Given data section start
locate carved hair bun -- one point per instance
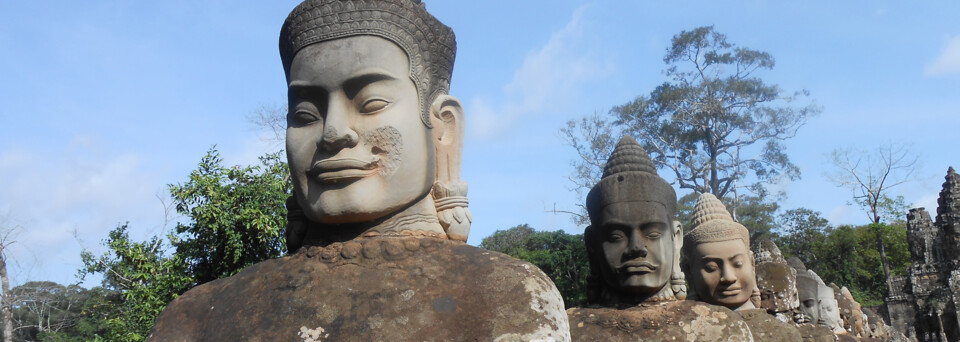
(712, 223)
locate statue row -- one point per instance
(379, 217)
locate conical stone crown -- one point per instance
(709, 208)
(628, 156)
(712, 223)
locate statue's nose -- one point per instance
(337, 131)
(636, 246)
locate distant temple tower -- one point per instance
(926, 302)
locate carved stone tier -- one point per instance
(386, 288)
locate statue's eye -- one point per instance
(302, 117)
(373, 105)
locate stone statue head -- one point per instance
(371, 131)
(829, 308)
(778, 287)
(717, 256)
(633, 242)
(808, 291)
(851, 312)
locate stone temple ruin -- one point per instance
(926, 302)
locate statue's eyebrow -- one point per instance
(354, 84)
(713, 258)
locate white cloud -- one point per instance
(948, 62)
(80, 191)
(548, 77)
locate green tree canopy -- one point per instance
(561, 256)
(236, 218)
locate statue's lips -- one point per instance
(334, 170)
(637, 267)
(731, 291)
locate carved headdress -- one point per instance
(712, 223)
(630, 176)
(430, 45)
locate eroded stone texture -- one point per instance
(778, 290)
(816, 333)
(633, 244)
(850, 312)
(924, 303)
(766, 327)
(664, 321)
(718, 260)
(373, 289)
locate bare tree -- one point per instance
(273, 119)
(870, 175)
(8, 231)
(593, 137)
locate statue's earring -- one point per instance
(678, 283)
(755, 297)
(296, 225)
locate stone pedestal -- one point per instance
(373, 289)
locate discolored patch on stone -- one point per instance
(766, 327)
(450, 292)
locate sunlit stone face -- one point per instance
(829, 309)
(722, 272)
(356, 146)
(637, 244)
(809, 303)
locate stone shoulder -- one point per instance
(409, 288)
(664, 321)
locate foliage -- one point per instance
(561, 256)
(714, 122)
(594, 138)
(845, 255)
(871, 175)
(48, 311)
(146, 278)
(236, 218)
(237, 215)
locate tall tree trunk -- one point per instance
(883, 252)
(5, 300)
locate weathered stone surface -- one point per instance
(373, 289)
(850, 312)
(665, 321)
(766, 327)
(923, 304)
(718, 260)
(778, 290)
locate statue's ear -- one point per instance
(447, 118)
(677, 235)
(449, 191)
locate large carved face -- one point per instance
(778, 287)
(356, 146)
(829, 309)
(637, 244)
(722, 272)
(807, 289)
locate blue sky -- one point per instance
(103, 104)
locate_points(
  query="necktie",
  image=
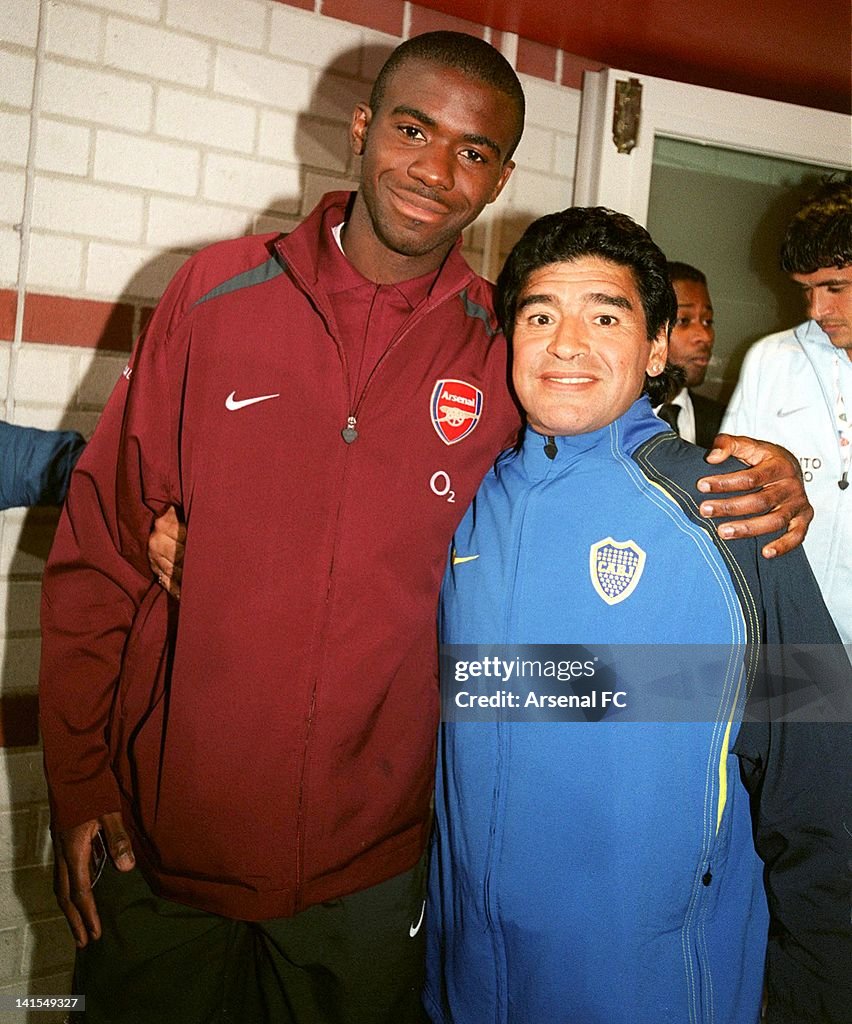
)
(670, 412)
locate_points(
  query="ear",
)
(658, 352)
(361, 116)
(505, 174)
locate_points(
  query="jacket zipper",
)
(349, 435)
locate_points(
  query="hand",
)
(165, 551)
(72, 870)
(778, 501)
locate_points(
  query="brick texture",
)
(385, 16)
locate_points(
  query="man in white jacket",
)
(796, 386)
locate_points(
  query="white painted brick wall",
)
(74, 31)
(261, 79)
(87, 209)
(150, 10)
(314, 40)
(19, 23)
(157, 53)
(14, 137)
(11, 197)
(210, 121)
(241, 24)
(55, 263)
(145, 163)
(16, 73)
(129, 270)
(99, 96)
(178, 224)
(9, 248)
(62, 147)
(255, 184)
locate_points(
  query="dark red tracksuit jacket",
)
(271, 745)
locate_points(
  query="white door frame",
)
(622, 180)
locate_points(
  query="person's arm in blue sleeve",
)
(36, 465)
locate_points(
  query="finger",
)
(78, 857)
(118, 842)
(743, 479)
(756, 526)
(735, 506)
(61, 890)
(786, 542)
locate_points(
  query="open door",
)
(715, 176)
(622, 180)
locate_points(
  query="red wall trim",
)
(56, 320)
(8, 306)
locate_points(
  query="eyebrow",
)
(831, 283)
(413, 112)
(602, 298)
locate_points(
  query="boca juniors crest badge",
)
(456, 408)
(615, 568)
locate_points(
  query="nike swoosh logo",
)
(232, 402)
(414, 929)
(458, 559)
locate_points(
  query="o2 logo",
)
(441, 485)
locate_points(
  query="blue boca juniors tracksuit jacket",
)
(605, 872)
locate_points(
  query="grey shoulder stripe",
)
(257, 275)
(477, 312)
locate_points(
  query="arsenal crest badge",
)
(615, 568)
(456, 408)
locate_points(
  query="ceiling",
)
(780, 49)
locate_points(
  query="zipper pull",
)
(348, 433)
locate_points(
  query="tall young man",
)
Given data section end
### Exercise objective:
From the first line to the last, repeat the entries exactly and leave out the pictures.

### Exercise output:
locate carved hair bun -- one point per instance
(712, 223)
locate statue row -- one point per instance
(379, 217)
locate conical stone crown -- one point per instance
(709, 208)
(628, 156)
(712, 223)
locate statue's nose -- one point per instance
(337, 131)
(636, 246)
locate distant temple tower -- one point per instance
(926, 302)
locate carved stone tier -- one point per instance
(386, 288)
locate statue's eye -- one point per instance
(302, 117)
(373, 105)
locate stone statue head -- one point per instance
(371, 131)
(829, 308)
(778, 287)
(717, 256)
(633, 242)
(808, 291)
(851, 312)
locate stone temple ruin -- one point per instance
(926, 302)
locate statue's eyebrow -- one point per instance
(354, 84)
(713, 258)
locate white cloud -- one point per instance
(948, 62)
(80, 191)
(548, 77)
locate green tree canopy -- one point per instance
(561, 256)
(236, 218)
locate statue's lips -- one point per instance
(334, 170)
(637, 267)
(731, 291)
locate carved headdress -- one point per instance
(712, 223)
(630, 176)
(430, 45)
locate eroded stone texture -- one point per instance
(778, 290)
(816, 333)
(633, 244)
(850, 312)
(924, 303)
(766, 327)
(664, 321)
(718, 260)
(373, 289)
locate bare tree -- one point per instance
(273, 119)
(870, 175)
(8, 231)
(593, 137)
locate statue's earring -- one point per instance
(678, 283)
(755, 297)
(296, 225)
locate stone pedestal -- one point per instance
(373, 289)
locate discolored patch on stone -- one point per instance
(766, 327)
(450, 292)
locate sunlit stone face -- one point per instance
(829, 309)
(722, 272)
(356, 146)
(637, 244)
(809, 303)
locate stone shoulder -- one point per instance
(409, 288)
(664, 321)
locate foliage -- one point per instance
(561, 256)
(714, 122)
(594, 138)
(845, 255)
(871, 175)
(48, 311)
(146, 278)
(236, 218)
(237, 215)
locate tall tree trunk -- one point per instance
(883, 252)
(5, 300)
locate weathered stone surface -- one point per instance
(373, 289)
(850, 312)
(665, 321)
(766, 327)
(923, 304)
(718, 260)
(778, 290)
locate statue's ear -- one point per instance
(447, 118)
(677, 235)
(449, 191)
locate large carved face -- one point per instance
(778, 287)
(356, 146)
(829, 309)
(637, 244)
(722, 272)
(807, 289)
locate blue sky -- one point per instance
(103, 104)
locate_points(
  query="necktie",
  image=
)
(670, 412)
locate_points(
  query="ear",
)
(658, 352)
(361, 116)
(505, 174)
locate_points(
  query="jacket zipper",
)
(349, 435)
locate_points(
  query="hand",
)
(165, 551)
(72, 870)
(778, 501)
locate_points(
  query="brick texture",
)
(385, 16)
locate_points(
  query="man in white jacket",
)
(796, 386)
locate_points(
  query="white painted brick wall",
)
(74, 31)
(261, 79)
(87, 209)
(150, 10)
(314, 40)
(19, 23)
(157, 53)
(14, 137)
(11, 197)
(210, 121)
(241, 24)
(55, 263)
(145, 163)
(16, 73)
(129, 270)
(99, 96)
(178, 224)
(9, 248)
(62, 147)
(255, 184)
locate_points(
  query="dark red tracksuit jacket",
)
(271, 745)
locate_points(
  query="white door frame",
)
(622, 180)
locate_points(
  query="person's arm in blue sleeve",
)
(36, 465)
locate_points(
  query="finger",
)
(78, 857)
(118, 842)
(743, 479)
(756, 526)
(735, 506)
(61, 890)
(786, 542)
locate_points(
  query="open door",
)
(715, 176)
(622, 180)
locate_points(
  query="red wall trim",
)
(56, 320)
(8, 306)
locate_points(
  query="eyebrow",
)
(831, 283)
(413, 112)
(602, 298)
locate_points(
  query="boca juniors crest badge",
)
(456, 408)
(615, 568)
locate_points(
  query="nike swoosh logo",
)
(232, 402)
(414, 929)
(458, 559)
locate_points(
  query="o2 logo",
)
(441, 485)
locate_points(
  query="blue boca juniors tracksuit jacket",
)
(605, 872)
locate_points(
  query="grey shoulder stripe",
)
(257, 275)
(477, 312)
locate_points(
  query="arsenal crest badge",
)
(615, 568)
(456, 408)
locate_points(
  query="ceiling",
)
(780, 49)
locate_points(
  query="zipper pull",
)
(348, 433)
locate_points(
  query="tall young man",
)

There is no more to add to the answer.